_WHAT YOU ARE ASKED TO DO_
Below are the records. Retype exactly the lines between the lines holding "Target: packers logo on cap" and "Reviewer note: every instance of the green baseball jersey", inclusive.

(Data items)

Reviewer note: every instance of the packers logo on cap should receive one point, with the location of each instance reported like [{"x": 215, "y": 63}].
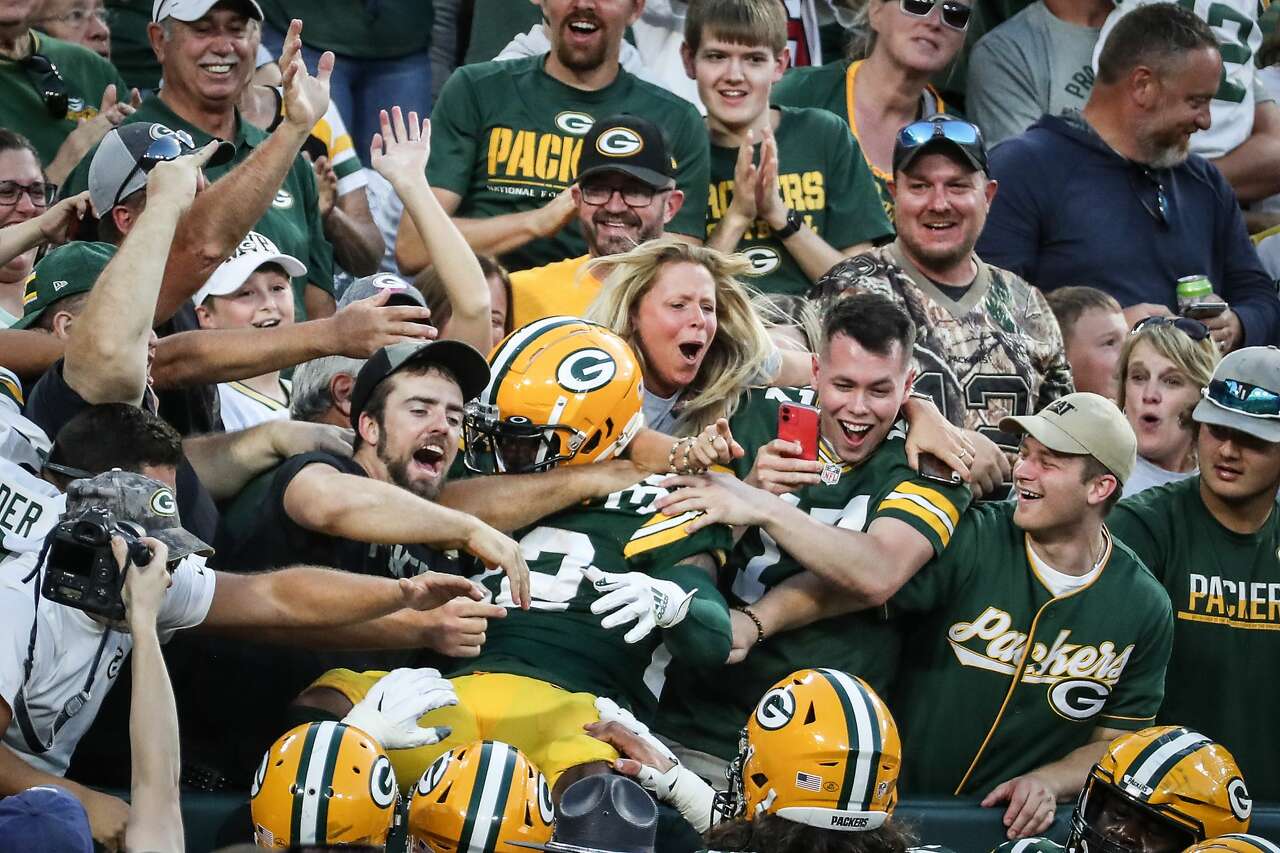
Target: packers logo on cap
[
  {"x": 618, "y": 142},
  {"x": 586, "y": 370},
  {"x": 575, "y": 123},
  {"x": 163, "y": 502}
]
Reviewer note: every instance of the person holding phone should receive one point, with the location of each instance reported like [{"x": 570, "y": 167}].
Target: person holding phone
[{"x": 853, "y": 512}]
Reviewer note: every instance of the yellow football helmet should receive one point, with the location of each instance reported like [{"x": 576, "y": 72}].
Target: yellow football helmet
[
  {"x": 562, "y": 391},
  {"x": 1235, "y": 843},
  {"x": 821, "y": 748},
  {"x": 480, "y": 797},
  {"x": 1161, "y": 788},
  {"x": 323, "y": 783}
]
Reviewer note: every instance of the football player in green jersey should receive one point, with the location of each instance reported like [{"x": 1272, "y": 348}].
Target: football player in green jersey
[
  {"x": 1157, "y": 790},
  {"x": 810, "y": 201},
  {"x": 1020, "y": 665},
  {"x": 1214, "y": 539},
  {"x": 858, "y": 516}
]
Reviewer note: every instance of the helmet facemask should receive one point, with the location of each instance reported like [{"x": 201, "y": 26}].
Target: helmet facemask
[{"x": 1107, "y": 821}]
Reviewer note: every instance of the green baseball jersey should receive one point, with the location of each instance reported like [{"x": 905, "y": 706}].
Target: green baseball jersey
[
  {"x": 558, "y": 639},
  {"x": 507, "y": 136},
  {"x": 831, "y": 87},
  {"x": 823, "y": 177},
  {"x": 1001, "y": 676},
  {"x": 382, "y": 30},
  {"x": 705, "y": 710},
  {"x": 990, "y": 352},
  {"x": 1225, "y": 588},
  {"x": 292, "y": 220},
  {"x": 85, "y": 77}
]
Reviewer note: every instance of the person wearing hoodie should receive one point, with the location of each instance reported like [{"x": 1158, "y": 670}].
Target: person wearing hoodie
[{"x": 1111, "y": 194}]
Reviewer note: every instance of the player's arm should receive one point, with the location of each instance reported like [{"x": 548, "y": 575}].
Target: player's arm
[
  {"x": 1034, "y": 797},
  {"x": 306, "y": 597},
  {"x": 328, "y": 501}
]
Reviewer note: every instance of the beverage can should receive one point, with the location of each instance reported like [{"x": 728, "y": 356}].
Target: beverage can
[{"x": 1193, "y": 290}]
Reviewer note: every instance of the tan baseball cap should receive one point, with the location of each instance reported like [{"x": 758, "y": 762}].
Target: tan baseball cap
[{"x": 1082, "y": 424}]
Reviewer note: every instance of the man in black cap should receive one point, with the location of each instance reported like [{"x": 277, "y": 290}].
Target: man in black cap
[
  {"x": 987, "y": 342},
  {"x": 625, "y": 195}
]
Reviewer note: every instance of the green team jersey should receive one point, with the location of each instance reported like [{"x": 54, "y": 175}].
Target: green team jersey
[
  {"x": 707, "y": 708},
  {"x": 1000, "y": 676},
  {"x": 831, "y": 87},
  {"x": 292, "y": 222},
  {"x": 822, "y": 176},
  {"x": 1225, "y": 588},
  {"x": 85, "y": 77},
  {"x": 506, "y": 136},
  {"x": 558, "y": 639}
]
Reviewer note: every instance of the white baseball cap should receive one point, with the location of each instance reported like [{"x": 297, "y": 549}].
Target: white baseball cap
[
  {"x": 254, "y": 251},
  {"x": 188, "y": 10}
]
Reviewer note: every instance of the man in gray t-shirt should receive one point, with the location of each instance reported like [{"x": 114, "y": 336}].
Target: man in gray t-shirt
[{"x": 1041, "y": 60}]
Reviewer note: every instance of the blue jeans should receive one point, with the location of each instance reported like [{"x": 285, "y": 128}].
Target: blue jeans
[{"x": 361, "y": 87}]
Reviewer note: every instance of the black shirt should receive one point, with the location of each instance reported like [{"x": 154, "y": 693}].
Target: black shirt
[{"x": 53, "y": 402}]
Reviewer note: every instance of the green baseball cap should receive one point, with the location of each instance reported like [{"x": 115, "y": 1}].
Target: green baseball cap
[{"x": 64, "y": 272}]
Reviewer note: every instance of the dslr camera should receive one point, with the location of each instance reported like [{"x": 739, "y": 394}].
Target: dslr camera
[{"x": 81, "y": 570}]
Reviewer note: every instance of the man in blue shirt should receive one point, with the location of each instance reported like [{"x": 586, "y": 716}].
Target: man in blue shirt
[{"x": 1111, "y": 197}]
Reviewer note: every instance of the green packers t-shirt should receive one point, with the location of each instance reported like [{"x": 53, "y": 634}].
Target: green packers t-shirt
[
  {"x": 292, "y": 222},
  {"x": 506, "y": 137},
  {"x": 831, "y": 87},
  {"x": 558, "y": 639},
  {"x": 822, "y": 176},
  {"x": 380, "y": 30},
  {"x": 85, "y": 74},
  {"x": 704, "y": 710},
  {"x": 1225, "y": 588},
  {"x": 1000, "y": 676}
]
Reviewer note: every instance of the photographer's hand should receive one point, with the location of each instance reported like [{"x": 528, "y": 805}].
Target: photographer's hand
[{"x": 144, "y": 585}]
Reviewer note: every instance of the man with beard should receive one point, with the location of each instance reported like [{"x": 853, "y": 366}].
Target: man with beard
[
  {"x": 987, "y": 343},
  {"x": 1111, "y": 196},
  {"x": 625, "y": 196},
  {"x": 507, "y": 137}
]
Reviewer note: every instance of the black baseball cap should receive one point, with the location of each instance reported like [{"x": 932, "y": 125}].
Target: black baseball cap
[
  {"x": 460, "y": 359},
  {"x": 936, "y": 132},
  {"x": 630, "y": 145}
]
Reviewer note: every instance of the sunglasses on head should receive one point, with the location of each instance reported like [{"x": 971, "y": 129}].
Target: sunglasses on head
[
  {"x": 48, "y": 82},
  {"x": 954, "y": 14},
  {"x": 1193, "y": 329},
  {"x": 1244, "y": 398},
  {"x": 169, "y": 146}
]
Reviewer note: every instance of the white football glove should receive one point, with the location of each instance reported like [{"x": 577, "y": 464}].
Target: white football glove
[
  {"x": 389, "y": 711},
  {"x": 679, "y": 787},
  {"x": 635, "y": 597}
]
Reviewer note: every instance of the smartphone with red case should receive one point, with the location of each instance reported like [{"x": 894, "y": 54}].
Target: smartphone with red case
[{"x": 799, "y": 423}]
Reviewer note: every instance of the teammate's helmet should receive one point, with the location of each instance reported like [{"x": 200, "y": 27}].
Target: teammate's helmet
[
  {"x": 1168, "y": 784},
  {"x": 821, "y": 748},
  {"x": 323, "y": 783},
  {"x": 480, "y": 797},
  {"x": 1235, "y": 843},
  {"x": 562, "y": 391}
]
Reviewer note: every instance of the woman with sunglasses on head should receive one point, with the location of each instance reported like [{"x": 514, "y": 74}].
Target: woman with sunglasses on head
[
  {"x": 1164, "y": 366},
  {"x": 885, "y": 83}
]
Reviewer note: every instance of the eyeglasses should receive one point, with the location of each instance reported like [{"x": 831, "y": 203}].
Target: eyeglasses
[
  {"x": 954, "y": 14},
  {"x": 48, "y": 82},
  {"x": 41, "y": 194},
  {"x": 78, "y": 17},
  {"x": 1193, "y": 329},
  {"x": 634, "y": 195},
  {"x": 170, "y": 146},
  {"x": 1160, "y": 211},
  {"x": 1243, "y": 397}
]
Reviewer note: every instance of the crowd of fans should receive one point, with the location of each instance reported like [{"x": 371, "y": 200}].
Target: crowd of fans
[{"x": 382, "y": 405}]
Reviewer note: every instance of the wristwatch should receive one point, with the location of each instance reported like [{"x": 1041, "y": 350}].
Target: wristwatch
[{"x": 794, "y": 222}]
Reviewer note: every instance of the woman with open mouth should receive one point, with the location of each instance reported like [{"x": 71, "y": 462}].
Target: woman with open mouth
[{"x": 1164, "y": 366}]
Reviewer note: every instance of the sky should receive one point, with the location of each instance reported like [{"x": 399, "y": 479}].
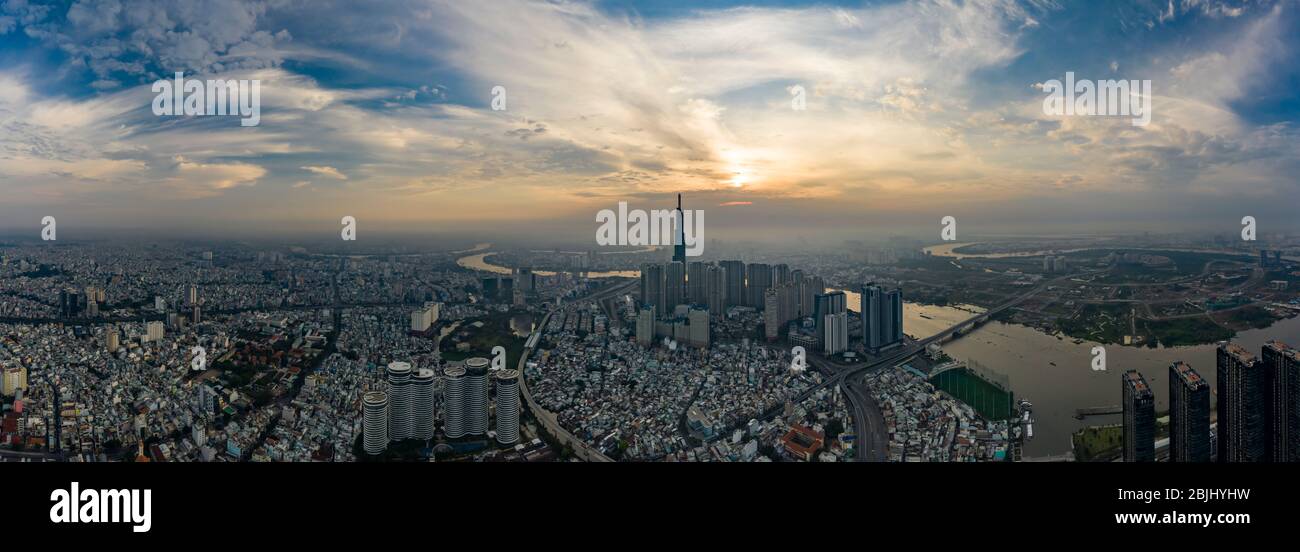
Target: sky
[{"x": 913, "y": 111}]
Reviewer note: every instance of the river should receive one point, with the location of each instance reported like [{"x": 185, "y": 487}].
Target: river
[
  {"x": 1056, "y": 374},
  {"x": 480, "y": 263}
]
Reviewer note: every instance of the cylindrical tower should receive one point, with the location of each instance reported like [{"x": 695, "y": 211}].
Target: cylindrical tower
[
  {"x": 507, "y": 407},
  {"x": 421, "y": 407},
  {"x": 476, "y": 396},
  {"x": 454, "y": 401},
  {"x": 401, "y": 420},
  {"x": 375, "y": 422}
]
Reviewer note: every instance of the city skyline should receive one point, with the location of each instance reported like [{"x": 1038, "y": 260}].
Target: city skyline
[{"x": 911, "y": 112}]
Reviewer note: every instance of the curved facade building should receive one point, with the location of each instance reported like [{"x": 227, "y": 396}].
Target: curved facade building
[
  {"x": 454, "y": 401},
  {"x": 507, "y": 407},
  {"x": 401, "y": 418},
  {"x": 375, "y": 422},
  {"x": 421, "y": 404},
  {"x": 476, "y": 396}
]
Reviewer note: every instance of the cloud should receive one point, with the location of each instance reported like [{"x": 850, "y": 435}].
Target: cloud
[
  {"x": 905, "y": 103},
  {"x": 325, "y": 172}
]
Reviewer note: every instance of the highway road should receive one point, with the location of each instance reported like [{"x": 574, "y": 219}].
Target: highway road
[
  {"x": 547, "y": 418},
  {"x": 867, "y": 421}
]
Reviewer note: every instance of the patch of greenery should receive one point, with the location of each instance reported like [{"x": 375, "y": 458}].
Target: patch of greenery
[{"x": 1187, "y": 331}]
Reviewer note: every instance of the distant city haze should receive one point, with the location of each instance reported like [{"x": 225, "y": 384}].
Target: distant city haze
[{"x": 913, "y": 112}]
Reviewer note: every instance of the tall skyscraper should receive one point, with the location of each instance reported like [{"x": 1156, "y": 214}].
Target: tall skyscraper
[
  {"x": 758, "y": 278},
  {"x": 679, "y": 240},
  {"x": 507, "y": 405},
  {"x": 696, "y": 282},
  {"x": 492, "y": 287},
  {"x": 651, "y": 286},
  {"x": 836, "y": 329},
  {"x": 809, "y": 290},
  {"x": 476, "y": 395},
  {"x": 823, "y": 305},
  {"x": 113, "y": 339},
  {"x": 375, "y": 422},
  {"x": 715, "y": 290},
  {"x": 780, "y": 274},
  {"x": 735, "y": 273},
  {"x": 421, "y": 407},
  {"x": 771, "y": 314},
  {"x": 674, "y": 286},
  {"x": 13, "y": 379},
  {"x": 698, "y": 321},
  {"x": 154, "y": 331},
  {"x": 645, "y": 326},
  {"x": 1240, "y": 405},
  {"x": 1188, "y": 414},
  {"x": 1139, "y": 404},
  {"x": 454, "y": 401},
  {"x": 1282, "y": 378},
  {"x": 524, "y": 279},
  {"x": 401, "y": 418},
  {"x": 882, "y": 317}
]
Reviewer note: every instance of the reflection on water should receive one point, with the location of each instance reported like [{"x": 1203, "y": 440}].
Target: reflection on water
[{"x": 1056, "y": 374}]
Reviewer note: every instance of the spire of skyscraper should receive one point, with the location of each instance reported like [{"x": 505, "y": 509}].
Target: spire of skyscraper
[{"x": 679, "y": 246}]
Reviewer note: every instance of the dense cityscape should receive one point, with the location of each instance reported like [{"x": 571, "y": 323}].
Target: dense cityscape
[{"x": 180, "y": 352}]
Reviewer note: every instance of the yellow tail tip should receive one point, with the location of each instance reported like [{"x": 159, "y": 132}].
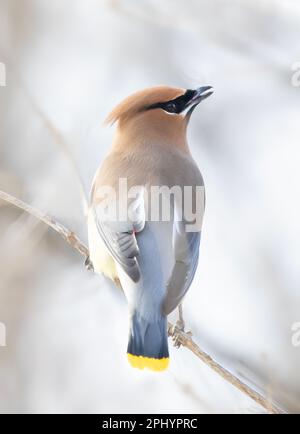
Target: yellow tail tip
[{"x": 141, "y": 362}]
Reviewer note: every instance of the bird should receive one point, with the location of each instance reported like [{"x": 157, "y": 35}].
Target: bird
[{"x": 152, "y": 256}]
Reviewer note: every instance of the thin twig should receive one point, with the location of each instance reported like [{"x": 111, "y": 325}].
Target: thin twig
[
  {"x": 184, "y": 339},
  {"x": 68, "y": 235}
]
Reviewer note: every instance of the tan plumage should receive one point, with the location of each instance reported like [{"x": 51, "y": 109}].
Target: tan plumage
[{"x": 149, "y": 149}]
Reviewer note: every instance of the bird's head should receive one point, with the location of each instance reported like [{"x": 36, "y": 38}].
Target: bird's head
[{"x": 158, "y": 113}]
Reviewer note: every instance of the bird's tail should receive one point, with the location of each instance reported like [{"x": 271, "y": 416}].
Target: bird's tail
[{"x": 148, "y": 343}]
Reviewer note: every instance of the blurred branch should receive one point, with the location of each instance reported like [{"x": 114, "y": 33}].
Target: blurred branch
[
  {"x": 68, "y": 235},
  {"x": 184, "y": 339}
]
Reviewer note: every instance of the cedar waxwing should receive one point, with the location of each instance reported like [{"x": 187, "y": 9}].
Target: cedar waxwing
[{"x": 154, "y": 260}]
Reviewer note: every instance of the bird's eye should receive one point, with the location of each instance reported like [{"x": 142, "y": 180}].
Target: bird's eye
[{"x": 171, "y": 107}]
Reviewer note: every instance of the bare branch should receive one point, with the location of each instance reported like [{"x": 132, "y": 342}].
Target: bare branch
[
  {"x": 68, "y": 235},
  {"x": 184, "y": 339}
]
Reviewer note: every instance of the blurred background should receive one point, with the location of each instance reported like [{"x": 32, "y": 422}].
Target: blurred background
[{"x": 68, "y": 62}]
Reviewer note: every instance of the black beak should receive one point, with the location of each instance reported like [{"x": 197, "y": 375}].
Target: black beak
[{"x": 200, "y": 95}]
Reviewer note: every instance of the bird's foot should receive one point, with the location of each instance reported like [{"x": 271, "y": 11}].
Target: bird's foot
[
  {"x": 178, "y": 333},
  {"x": 88, "y": 264}
]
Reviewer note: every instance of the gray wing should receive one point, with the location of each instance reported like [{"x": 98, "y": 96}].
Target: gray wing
[
  {"x": 186, "y": 247},
  {"x": 119, "y": 234}
]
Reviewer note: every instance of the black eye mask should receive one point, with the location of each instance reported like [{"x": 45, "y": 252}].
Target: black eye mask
[{"x": 176, "y": 105}]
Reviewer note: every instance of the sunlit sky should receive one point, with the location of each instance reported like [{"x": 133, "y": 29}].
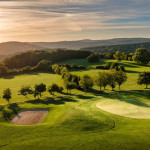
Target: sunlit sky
[{"x": 57, "y": 20}]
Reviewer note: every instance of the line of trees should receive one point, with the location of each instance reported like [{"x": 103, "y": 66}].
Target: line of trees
[
  {"x": 111, "y": 78},
  {"x": 141, "y": 56},
  {"x": 102, "y": 80}
]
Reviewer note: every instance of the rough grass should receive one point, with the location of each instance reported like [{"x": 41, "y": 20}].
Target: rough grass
[{"x": 74, "y": 122}]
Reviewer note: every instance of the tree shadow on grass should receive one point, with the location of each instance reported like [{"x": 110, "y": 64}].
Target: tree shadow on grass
[
  {"x": 50, "y": 100},
  {"x": 132, "y": 71},
  {"x": 133, "y": 97},
  {"x": 84, "y": 97},
  {"x": 14, "y": 107}
]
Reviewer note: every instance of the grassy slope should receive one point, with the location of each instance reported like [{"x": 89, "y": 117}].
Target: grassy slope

_OUTPUT OF THE TASK_
Target: packers logo on cap
[
  {"x": 618, "y": 142},
  {"x": 586, "y": 370},
  {"x": 575, "y": 123},
  {"x": 163, "y": 502}
]
Reviewer note: every instance of the person holding phone should receive one point, with the location of each instance reported like [{"x": 570, "y": 167}].
Target: person holding phone
[{"x": 853, "y": 512}]
Reviewer note: every instance of the yellow football helmet should receive one point, with the location of each instance reported like [{"x": 576, "y": 72}].
Target: yellow football helmet
[
  {"x": 562, "y": 391},
  {"x": 1235, "y": 843},
  {"x": 821, "y": 748},
  {"x": 480, "y": 797},
  {"x": 1161, "y": 788},
  {"x": 323, "y": 783}
]
Reviewer note: every instance of the football player in green jersey should receive one point, with the location of each instance reported like [{"x": 1272, "y": 348}].
Target: football player in green jersey
[
  {"x": 1157, "y": 790},
  {"x": 810, "y": 201},
  {"x": 1020, "y": 665},
  {"x": 1214, "y": 539},
  {"x": 858, "y": 516}
]
Reviewer note: every instance of the helmet facemask should receive one point, with the location of each instance reported like [{"x": 201, "y": 26}].
Target: helmet facemask
[{"x": 1107, "y": 821}]
Reviewer note: every instance of the green baseball jersey should receive one point, with the location of each instance reported like [{"x": 905, "y": 706}].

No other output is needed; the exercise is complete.